Point-per-instance localization data:
= = = = = = =
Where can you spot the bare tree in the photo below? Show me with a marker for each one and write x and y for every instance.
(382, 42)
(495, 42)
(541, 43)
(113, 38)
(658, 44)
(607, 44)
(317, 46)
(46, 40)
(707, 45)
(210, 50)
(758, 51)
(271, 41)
= = = = = = =
> ASSIGNED TASK
What you return must be the entries, given again word for word.

> RESULT FOR THIS TASK
Where can you spot the bare tree in the photo below? Show me with a marker for each one and write x and y for every instance.
(382, 42)
(495, 42)
(541, 43)
(113, 38)
(658, 44)
(607, 44)
(317, 46)
(46, 40)
(707, 45)
(210, 50)
(758, 51)
(271, 41)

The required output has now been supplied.